Most Pagan authors and teachers, even famous ones whose books you probably have on your shelf, teach individual classes and workshops at Pagan festivals and conferences. Often the workshops are included in the festival admission price, though some conferences charge separately for each workshop. As well, local stores and groups sponsor workshops and classes by visiting Big Name Pagans. Many workshops and classes include handouts, and sometimes even books, magical supplies and spell kits. There are annual Pagan festivals and conferences throughout Canada, the US and Britain, though I don't know of any one site that lists all of them. Any local Pagan or occult store or publication in your area will have information on upcoming festivals and workshops. While the cost and time to attend a festival can be daunting, the amount you can learn from even a few hours with a very knowledgeable teacher is worth it; one good class can revitalize your magical training and practice.

Here are some to look for:

Pantheacon: This is the big western US Pagan conference, held in February each year in San Jose, CA. The list of workshops and presentations reads like a Who's Who of Paganism and witchcraft.

Starwood: It bills itself as "the largest Pagan/Magickal/Consciousness gathering in North America (perhaps the world)." Held annually each summer for 33 years, now each July in Ohio.

Gaia Gathering: The Canadian National Pagan Conference, held in a different host city each year on the May 24 long weekend. The 2013 conference is in Ottawa.

Sacred Space Conference: Held in March in the Washington D.C. area.

Traditional Folk Magic Festival: A relatively new conference on hoodoo, conjure and American folk magic, held in New Orleans in November. This year's festival will coincide with the Pagan Podkin Supermoot, an annual gathering of North American Pagan podcasters.

Wic-Can Fest / Harvestfest: Canada's oldest Pagan festivals, held annually in southern Ontario for 32 years. Wic-Can Fest is in mid June and Harvestfest on the Canadian Thanksgiving weekend.

Hoodoo and Rootwork Training Workshops: Sponsored by the Missionary Independent Spiritual Church and hosted by the Lucky Mojo Curio Shop in northern California each spring.

Druidcamp: Held every July in the Forest of Dean, England.

Pagan Pride Days:  There are Pagan Pride Days held in cities throughout North America every fall. And while their focus is more on music, rituals and fun than workshops and lectures, there are usually at least some classes, sometimes by big-name guests.

So don't let being "isolated" keep you from finding teachers and continuing to learn first-hand about magic and Paganism. Books and websites just aren't enough - you need to hear real voices too!

Monday, May 6, 2013

P is for Personalization (better late than never, right?)

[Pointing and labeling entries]
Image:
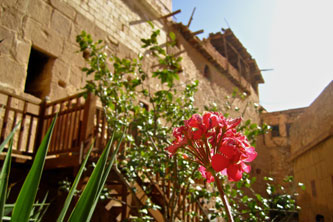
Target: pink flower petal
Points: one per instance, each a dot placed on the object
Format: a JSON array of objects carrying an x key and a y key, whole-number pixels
[
  {"x": 219, "y": 162},
  {"x": 245, "y": 168},
  {"x": 234, "y": 172},
  {"x": 251, "y": 154}
]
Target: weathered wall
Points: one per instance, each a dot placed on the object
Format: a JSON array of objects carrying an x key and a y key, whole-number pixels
[
  {"x": 51, "y": 27},
  {"x": 274, "y": 148},
  {"x": 217, "y": 87},
  {"x": 311, "y": 153},
  {"x": 315, "y": 169}
]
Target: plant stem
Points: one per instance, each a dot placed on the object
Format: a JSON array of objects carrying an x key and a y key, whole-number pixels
[{"x": 223, "y": 196}]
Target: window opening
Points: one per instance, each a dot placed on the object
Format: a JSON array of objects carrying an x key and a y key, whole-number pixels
[
  {"x": 288, "y": 125},
  {"x": 275, "y": 130},
  {"x": 39, "y": 74},
  {"x": 313, "y": 188},
  {"x": 207, "y": 72},
  {"x": 320, "y": 218}
]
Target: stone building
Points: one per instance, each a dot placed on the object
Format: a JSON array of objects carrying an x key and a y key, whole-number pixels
[
  {"x": 311, "y": 156},
  {"x": 275, "y": 146},
  {"x": 38, "y": 59},
  {"x": 45, "y": 31}
]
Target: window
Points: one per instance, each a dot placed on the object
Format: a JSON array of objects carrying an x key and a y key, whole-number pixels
[
  {"x": 313, "y": 188},
  {"x": 320, "y": 218},
  {"x": 288, "y": 125},
  {"x": 39, "y": 74},
  {"x": 275, "y": 130},
  {"x": 207, "y": 72}
]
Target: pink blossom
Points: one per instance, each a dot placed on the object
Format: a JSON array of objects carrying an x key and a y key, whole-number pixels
[{"x": 215, "y": 144}]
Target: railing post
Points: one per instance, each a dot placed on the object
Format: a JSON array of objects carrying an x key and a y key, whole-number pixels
[
  {"x": 87, "y": 130},
  {"x": 39, "y": 129},
  {"x": 5, "y": 118}
]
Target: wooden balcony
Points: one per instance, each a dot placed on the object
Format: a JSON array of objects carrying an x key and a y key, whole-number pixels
[{"x": 79, "y": 120}]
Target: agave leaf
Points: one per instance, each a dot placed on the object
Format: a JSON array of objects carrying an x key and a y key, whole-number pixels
[
  {"x": 104, "y": 178},
  {"x": 83, "y": 206},
  {"x": 27, "y": 195},
  {"x": 4, "y": 177},
  {"x": 41, "y": 209},
  {"x": 3, "y": 144},
  {"x": 73, "y": 188}
]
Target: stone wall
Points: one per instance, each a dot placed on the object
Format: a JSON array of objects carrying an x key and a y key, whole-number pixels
[
  {"x": 51, "y": 28},
  {"x": 311, "y": 154},
  {"x": 274, "y": 147}
]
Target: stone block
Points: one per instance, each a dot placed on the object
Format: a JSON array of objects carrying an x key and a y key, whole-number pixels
[
  {"x": 13, "y": 74},
  {"x": 21, "y": 51},
  {"x": 63, "y": 7},
  {"x": 40, "y": 11},
  {"x": 7, "y": 36},
  {"x": 46, "y": 40},
  {"x": 61, "y": 24},
  {"x": 71, "y": 53},
  {"x": 60, "y": 71},
  {"x": 11, "y": 18},
  {"x": 84, "y": 22}
]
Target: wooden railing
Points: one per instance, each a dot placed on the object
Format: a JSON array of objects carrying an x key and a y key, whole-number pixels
[
  {"x": 15, "y": 109},
  {"x": 74, "y": 126},
  {"x": 78, "y": 121}
]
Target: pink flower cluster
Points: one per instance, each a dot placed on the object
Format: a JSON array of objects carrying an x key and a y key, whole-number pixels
[{"x": 215, "y": 144}]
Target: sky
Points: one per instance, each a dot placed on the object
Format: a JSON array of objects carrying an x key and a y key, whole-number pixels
[{"x": 292, "y": 37}]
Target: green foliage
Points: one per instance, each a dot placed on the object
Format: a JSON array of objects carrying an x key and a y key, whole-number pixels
[
  {"x": 25, "y": 209},
  {"x": 28, "y": 192},
  {"x": 120, "y": 92},
  {"x": 121, "y": 84}
]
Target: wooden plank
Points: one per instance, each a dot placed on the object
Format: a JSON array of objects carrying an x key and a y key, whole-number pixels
[
  {"x": 19, "y": 142},
  {"x": 39, "y": 130},
  {"x": 29, "y": 133},
  {"x": 88, "y": 117},
  {"x": 68, "y": 126},
  {"x": 5, "y": 118}
]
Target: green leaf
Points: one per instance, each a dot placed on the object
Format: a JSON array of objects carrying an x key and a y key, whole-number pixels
[
  {"x": 88, "y": 196},
  {"x": 73, "y": 188},
  {"x": 42, "y": 209},
  {"x": 27, "y": 195},
  {"x": 3, "y": 144},
  {"x": 105, "y": 176},
  {"x": 4, "y": 177}
]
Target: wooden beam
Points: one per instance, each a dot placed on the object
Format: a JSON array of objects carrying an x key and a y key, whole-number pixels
[
  {"x": 171, "y": 14},
  {"x": 198, "y": 32}
]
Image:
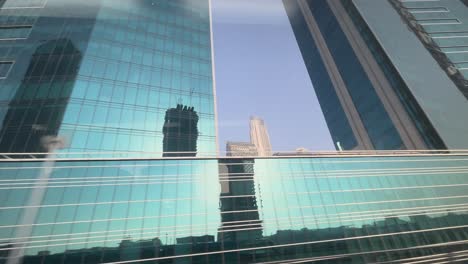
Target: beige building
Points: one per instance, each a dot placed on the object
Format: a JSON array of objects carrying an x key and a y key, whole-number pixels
[
  {"x": 241, "y": 149},
  {"x": 259, "y": 136}
]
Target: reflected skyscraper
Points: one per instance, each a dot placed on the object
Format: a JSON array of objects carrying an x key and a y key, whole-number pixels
[
  {"x": 380, "y": 85},
  {"x": 102, "y": 74},
  {"x": 259, "y": 136},
  {"x": 180, "y": 132},
  {"x": 238, "y": 202}
]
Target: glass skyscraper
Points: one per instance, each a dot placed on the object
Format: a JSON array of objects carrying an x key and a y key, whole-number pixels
[
  {"x": 102, "y": 75},
  {"x": 380, "y": 86},
  {"x": 91, "y": 90}
]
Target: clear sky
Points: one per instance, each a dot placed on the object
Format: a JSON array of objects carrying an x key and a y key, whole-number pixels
[{"x": 260, "y": 71}]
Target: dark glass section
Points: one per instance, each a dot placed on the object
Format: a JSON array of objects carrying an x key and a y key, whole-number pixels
[
  {"x": 238, "y": 202},
  {"x": 419, "y": 118},
  {"x": 5, "y": 67},
  {"x": 379, "y": 126},
  {"x": 180, "y": 132},
  {"x": 34, "y": 113},
  {"x": 334, "y": 114}
]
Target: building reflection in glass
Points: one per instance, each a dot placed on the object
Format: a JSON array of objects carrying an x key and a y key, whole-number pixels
[
  {"x": 180, "y": 132},
  {"x": 239, "y": 210},
  {"x": 38, "y": 106}
]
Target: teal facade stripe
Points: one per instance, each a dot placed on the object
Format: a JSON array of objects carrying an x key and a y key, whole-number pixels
[{"x": 349, "y": 209}]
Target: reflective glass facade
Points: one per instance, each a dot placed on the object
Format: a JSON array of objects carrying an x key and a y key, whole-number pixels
[
  {"x": 442, "y": 27},
  {"x": 345, "y": 209},
  {"x": 382, "y": 108},
  {"x": 102, "y": 75}
]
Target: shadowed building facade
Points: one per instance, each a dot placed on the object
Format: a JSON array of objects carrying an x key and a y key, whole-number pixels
[
  {"x": 180, "y": 132},
  {"x": 375, "y": 94}
]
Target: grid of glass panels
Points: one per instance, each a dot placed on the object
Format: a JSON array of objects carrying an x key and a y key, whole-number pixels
[
  {"x": 126, "y": 65},
  {"x": 345, "y": 209}
]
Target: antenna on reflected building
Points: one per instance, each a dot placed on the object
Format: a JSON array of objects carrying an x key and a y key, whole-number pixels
[{"x": 338, "y": 144}]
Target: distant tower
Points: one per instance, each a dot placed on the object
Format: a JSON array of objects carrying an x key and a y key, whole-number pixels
[
  {"x": 37, "y": 109},
  {"x": 180, "y": 132},
  {"x": 259, "y": 136}
]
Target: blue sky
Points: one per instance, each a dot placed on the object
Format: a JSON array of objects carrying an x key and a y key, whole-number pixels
[{"x": 260, "y": 71}]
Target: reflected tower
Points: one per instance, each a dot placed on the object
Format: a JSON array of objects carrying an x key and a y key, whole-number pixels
[
  {"x": 259, "y": 136},
  {"x": 180, "y": 132},
  {"x": 240, "y": 219},
  {"x": 39, "y": 104}
]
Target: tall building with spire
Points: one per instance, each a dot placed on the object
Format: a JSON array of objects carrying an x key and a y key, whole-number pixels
[{"x": 259, "y": 136}]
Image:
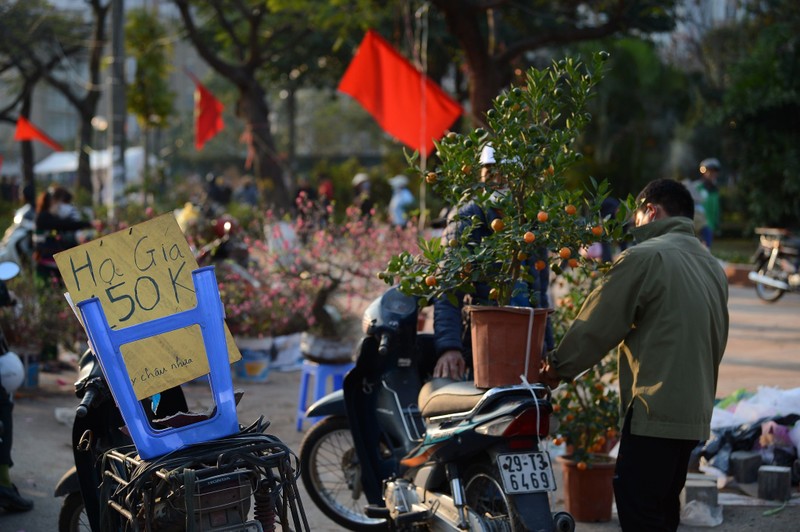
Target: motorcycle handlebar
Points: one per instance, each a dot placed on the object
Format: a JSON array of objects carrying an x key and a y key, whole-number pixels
[
  {"x": 86, "y": 402},
  {"x": 383, "y": 347}
]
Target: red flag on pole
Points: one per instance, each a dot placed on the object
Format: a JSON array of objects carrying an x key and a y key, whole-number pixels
[
  {"x": 207, "y": 114},
  {"x": 27, "y": 131},
  {"x": 406, "y": 103}
]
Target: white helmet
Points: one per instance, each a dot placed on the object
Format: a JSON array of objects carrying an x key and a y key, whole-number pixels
[
  {"x": 712, "y": 163},
  {"x": 487, "y": 155},
  {"x": 399, "y": 181},
  {"x": 12, "y": 372}
]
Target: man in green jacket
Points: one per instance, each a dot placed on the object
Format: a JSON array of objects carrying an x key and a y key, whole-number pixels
[{"x": 664, "y": 304}]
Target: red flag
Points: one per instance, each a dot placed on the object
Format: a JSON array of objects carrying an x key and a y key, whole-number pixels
[
  {"x": 207, "y": 114},
  {"x": 27, "y": 131},
  {"x": 406, "y": 103}
]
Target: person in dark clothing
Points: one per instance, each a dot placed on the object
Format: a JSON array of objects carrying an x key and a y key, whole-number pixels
[
  {"x": 451, "y": 332},
  {"x": 664, "y": 306},
  {"x": 10, "y": 499},
  {"x": 56, "y": 223}
]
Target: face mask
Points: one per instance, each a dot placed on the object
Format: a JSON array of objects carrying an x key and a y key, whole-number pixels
[
  {"x": 66, "y": 210},
  {"x": 498, "y": 196}
]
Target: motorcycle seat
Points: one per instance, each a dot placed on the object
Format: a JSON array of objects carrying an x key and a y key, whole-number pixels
[{"x": 446, "y": 396}]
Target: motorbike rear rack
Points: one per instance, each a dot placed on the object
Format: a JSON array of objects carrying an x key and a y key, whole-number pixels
[{"x": 205, "y": 487}]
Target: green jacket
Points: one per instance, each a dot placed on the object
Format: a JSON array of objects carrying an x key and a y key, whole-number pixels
[{"x": 664, "y": 304}]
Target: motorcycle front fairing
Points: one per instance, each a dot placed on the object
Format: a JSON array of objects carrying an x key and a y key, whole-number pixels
[{"x": 381, "y": 403}]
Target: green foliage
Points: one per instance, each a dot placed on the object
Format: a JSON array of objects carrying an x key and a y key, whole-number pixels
[
  {"x": 587, "y": 407},
  {"x": 639, "y": 111},
  {"x": 533, "y": 130},
  {"x": 760, "y": 113},
  {"x": 149, "y": 97}
]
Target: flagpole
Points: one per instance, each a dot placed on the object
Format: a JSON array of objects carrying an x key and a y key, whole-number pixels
[{"x": 422, "y": 15}]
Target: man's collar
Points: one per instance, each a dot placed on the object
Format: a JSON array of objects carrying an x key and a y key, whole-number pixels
[{"x": 660, "y": 227}]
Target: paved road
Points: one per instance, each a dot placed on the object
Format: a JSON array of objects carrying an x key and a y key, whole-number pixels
[{"x": 762, "y": 351}]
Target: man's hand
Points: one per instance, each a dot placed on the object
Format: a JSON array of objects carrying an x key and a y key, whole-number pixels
[
  {"x": 450, "y": 365},
  {"x": 549, "y": 375}
]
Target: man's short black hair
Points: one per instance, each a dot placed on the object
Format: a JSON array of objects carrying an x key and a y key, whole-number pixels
[{"x": 673, "y": 197}]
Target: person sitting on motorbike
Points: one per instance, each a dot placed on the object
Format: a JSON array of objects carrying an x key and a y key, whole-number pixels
[
  {"x": 452, "y": 335},
  {"x": 57, "y": 219}
]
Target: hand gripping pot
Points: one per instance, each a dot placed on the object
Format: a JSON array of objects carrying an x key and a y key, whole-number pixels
[{"x": 209, "y": 315}]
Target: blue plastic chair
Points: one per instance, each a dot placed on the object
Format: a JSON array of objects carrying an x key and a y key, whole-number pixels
[
  {"x": 209, "y": 315},
  {"x": 322, "y": 373}
]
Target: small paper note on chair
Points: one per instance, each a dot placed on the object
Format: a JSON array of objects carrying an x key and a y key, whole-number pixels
[{"x": 139, "y": 274}]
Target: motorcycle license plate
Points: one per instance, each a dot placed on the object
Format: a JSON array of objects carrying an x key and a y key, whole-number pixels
[{"x": 526, "y": 472}]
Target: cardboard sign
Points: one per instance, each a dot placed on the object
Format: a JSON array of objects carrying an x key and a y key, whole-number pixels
[{"x": 140, "y": 274}]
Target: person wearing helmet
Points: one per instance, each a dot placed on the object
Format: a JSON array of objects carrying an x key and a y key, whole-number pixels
[
  {"x": 361, "y": 194},
  {"x": 451, "y": 335},
  {"x": 402, "y": 201},
  {"x": 708, "y": 192},
  {"x": 11, "y": 374}
]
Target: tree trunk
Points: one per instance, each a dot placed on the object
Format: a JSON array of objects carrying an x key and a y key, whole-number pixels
[
  {"x": 84, "y": 173},
  {"x": 253, "y": 109}
]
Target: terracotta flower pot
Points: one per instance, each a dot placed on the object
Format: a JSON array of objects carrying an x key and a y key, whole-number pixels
[
  {"x": 588, "y": 493},
  {"x": 506, "y": 343}
]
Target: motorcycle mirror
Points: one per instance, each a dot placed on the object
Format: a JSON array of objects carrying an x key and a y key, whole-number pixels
[{"x": 8, "y": 270}]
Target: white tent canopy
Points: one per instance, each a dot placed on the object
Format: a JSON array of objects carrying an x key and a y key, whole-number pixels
[{"x": 66, "y": 162}]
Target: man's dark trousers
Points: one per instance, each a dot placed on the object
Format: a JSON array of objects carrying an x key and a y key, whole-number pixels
[{"x": 648, "y": 480}]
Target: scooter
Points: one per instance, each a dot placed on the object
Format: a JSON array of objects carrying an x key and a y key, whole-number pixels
[
  {"x": 393, "y": 454},
  {"x": 211, "y": 486},
  {"x": 776, "y": 264},
  {"x": 96, "y": 430},
  {"x": 17, "y": 243}
]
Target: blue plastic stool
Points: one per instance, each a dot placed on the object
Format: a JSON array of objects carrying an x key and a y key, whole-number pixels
[
  {"x": 106, "y": 342},
  {"x": 321, "y": 373}
]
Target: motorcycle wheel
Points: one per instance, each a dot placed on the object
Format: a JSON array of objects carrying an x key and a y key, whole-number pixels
[
  {"x": 332, "y": 475},
  {"x": 484, "y": 495},
  {"x": 767, "y": 293},
  {"x": 72, "y": 517}
]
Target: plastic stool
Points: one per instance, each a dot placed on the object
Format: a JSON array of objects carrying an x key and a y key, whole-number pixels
[
  {"x": 321, "y": 374},
  {"x": 209, "y": 314}
]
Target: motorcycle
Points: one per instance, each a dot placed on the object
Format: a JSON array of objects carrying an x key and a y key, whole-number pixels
[
  {"x": 776, "y": 264},
  {"x": 393, "y": 454},
  {"x": 210, "y": 486},
  {"x": 17, "y": 243}
]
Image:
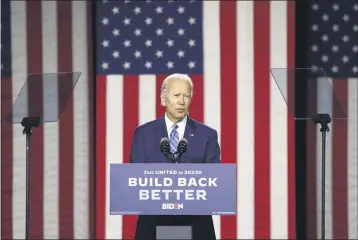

- _TO DO_
[1] Answer these questions from the text about Pagan festivals.
(a) In which month is Pantheacon held each year?
(b) In which city is the 2013 Gaia Gathering taking place?
(c) Where is Druidcamp held?
[2] Write the next part of the text about Pagan festivals, picking up from the point where it stops.
The material is not needed here.

- _TASK ANSWERS_
[1]
(a) February
(b) Ottawa
(c) In the Forest of Dean, England

[2]
When I first started on the path I did everything by the book. Literally, by the book, any book. I clung to the rituals and spells laid out for me, and would not change a thing, to the point that if I didn't have a particular stone or candle, then I just didn't complete the spell or perform the ritual. This meant a long time of planning well in advance any workings I might do, and god/dess forbid I did not find the exact things.

It took a good many years but one day I was getting ready to perform a ritual for self-love, and it called for rose oil with which to annoint yourself. I am not a big fan of rose oil, and smelling like it does not make me feel divine and beautiful, just really stinky. (I know others love rose oil and it does make them feel fabulous, I am just not one of those people.) I now had a couple of options: I could not perform the ritual which I obviously wanted to, perform it using an oil I do not like and lose some of the joy of the ritual, or I could replace this oil with one that made ME feel divine and beautiful. I chose the latter, replacing the rose oil with honeysuckle which has been a favorite of mine since I was little. And I think the ritual worked much better than if I had sucked it up and used the oil the author suggested, and certainly better than if I had given up on it because I didn't like one element.


So don't be afraid to play with ingredients, stones, scents, etc. To some healing is blue, to some it is green and to others brown, so when doing a spell or ritual for healing you should use the color candle that represents best for you. The same goes with wording and deities used, if there is one close to you that represents the spell or ritual you are doing, then plug them it. The point of Wicca/Paganism/Witchcraft is that it be personal, and mean something to you. So make sure that it does.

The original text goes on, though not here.